┌─ Page

The Institutional Investors Group on Climate Change (IIGCC), the European Sustainable Investment Forum (Eurosif), and the Principles for Responsible Investment (PRI), have issued a collective statement urging the European Commission to ‘preserve the integrity and ambition of the EU’s sustainable finance framework’.
The groups teamed up with 162 investors managing approximately €6.6 trillion in assets, along with 49 supporting organisations, in issuing the statement, amid current discussions on omnibus legislation to amend key regulations.
‘Fundamental cornerstones’
The statement notes that the EU Taxonomy, the Corporate Sustainability Reporting Directive (CSRD), and the Corporate Sustainability Due Diligence Directive (CSDDD) are ‘fundamental cornerstones’ of the EU’s sustainability policy, helping investors to manage risks, identify market opportunities, and direct capital toward a net-zero economy.

└─
┌─ Given records

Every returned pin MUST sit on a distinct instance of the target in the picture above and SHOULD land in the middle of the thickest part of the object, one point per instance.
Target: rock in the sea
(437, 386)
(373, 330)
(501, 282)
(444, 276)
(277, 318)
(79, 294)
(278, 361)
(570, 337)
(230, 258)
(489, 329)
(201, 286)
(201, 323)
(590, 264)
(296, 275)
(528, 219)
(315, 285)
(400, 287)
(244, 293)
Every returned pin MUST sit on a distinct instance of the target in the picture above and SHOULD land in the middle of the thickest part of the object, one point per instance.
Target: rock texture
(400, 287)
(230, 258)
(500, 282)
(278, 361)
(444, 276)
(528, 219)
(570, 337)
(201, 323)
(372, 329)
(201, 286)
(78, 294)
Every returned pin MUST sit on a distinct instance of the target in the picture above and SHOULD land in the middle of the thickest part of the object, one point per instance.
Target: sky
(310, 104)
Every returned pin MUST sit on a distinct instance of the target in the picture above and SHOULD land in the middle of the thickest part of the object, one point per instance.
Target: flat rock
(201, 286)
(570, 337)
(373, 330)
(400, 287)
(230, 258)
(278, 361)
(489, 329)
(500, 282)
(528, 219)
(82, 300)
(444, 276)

└─
┌─ Given records

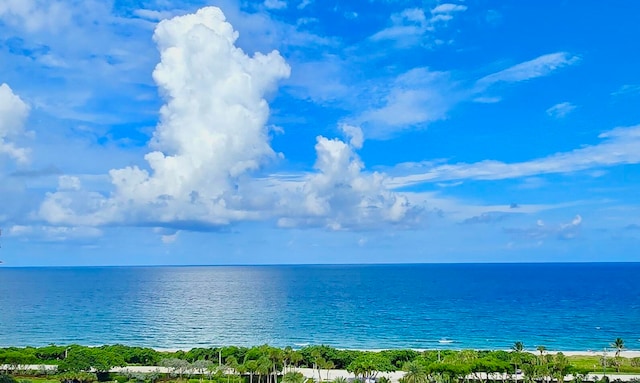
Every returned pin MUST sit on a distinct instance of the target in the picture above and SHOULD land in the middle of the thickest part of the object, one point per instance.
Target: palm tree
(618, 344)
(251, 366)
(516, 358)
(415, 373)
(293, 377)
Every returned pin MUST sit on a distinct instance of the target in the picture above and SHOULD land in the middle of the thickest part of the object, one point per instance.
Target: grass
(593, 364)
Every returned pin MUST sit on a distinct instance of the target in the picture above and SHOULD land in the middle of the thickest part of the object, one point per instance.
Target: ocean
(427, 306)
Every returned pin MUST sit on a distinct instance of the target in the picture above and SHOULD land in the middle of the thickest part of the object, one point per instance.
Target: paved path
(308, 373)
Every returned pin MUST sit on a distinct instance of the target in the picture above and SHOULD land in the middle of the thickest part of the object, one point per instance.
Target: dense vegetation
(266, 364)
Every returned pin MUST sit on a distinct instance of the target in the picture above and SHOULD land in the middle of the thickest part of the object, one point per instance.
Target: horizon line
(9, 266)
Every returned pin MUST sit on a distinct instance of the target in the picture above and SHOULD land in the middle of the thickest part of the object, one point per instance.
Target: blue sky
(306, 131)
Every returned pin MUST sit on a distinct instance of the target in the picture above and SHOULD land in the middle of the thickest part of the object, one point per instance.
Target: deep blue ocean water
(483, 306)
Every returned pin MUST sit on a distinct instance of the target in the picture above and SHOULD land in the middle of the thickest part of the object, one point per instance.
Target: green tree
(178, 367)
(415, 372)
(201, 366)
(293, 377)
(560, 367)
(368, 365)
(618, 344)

└─
┌─ Given records

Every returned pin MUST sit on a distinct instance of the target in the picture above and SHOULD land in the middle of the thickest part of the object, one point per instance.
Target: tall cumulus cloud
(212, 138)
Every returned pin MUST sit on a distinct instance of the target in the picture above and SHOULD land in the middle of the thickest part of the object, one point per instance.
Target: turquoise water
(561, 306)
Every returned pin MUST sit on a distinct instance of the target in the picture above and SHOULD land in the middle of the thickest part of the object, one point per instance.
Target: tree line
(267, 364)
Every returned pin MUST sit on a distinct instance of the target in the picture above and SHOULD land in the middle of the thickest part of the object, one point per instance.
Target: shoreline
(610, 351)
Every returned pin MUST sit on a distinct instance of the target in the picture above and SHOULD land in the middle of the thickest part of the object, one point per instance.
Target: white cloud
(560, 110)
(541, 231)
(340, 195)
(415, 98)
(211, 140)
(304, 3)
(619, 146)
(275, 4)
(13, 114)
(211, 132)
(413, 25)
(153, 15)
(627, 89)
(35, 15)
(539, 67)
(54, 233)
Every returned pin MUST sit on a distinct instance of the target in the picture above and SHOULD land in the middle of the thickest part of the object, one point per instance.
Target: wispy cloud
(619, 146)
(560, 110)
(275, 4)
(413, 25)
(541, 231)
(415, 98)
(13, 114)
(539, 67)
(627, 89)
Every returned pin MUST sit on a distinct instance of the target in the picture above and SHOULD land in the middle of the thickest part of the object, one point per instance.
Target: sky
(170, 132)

└─

--- Task list ---
A. Summarize the passage on the investor statement about the EU's sustainable finance framework in two sentences.
B. Resume the passage on the investor statement about the EU's sustainable finance framework, carrying it on from its last sentence.
The records play no part in the work that comes after them.

--- Exercise responses ---
A. The IIGCC, Eurosif, and the PRI, joined by 162 investors managing about €6.6 trillion and 49 supporting organisations, issued a collective statement urging the European Commission to preserve the integrity and ambition of the EU's sustainable finance framework while omnibus legislation to amend key regulations is under discussion. The statement calls the EU Taxonomy, the CSRD, and the CSDDD "fundamental cornerstones" of EU sustainability policy that help investors manage risks, identify market opportunities, and direct capital toward a net-zero economy.

B.
‘Businesses and financial market participants need long-term policy stability to support their implementation efforts. Recent studies, including those published by the EU’s own Platform for Sustainable Finance, are showing that increased transparency created by these regulations is starting to have an impact,’ the statement reads.
‘We must not lose sight of the outcomes these regulations are set to support: accelerating investment towards a more competitive and sustainable economy and enabling investors and other market participants to better manage the risks, impacts and opportunities by facilitating access to high-quality, comparable and reliable sustainability data.’
Private capital
The investors also cite the need for private capital to help bridge an annual investment gap of €750 billion to €800 billion, as identified in the Draghi report, in order to ensure both long-term economic resilience and competitiveness.
‘Timely access to high-quality and comparable reporting is a prerequisite to inform and guide their investment decisions: investors are the key users of sustainability disclosures,’ they add.
The statement also acknowledges the importance of streamlining and improving the coherence of the EU’s sustainable finance framework, adding that such efforts would reduce reporting burdens and complexity.
Reopening these frameworks, however, would create regulatory uncertainty and could ‘ultimately jeopardise the Commission’s goal to reorient capital’ in support of the European Green Deal, they claim. Read the full statement here and below.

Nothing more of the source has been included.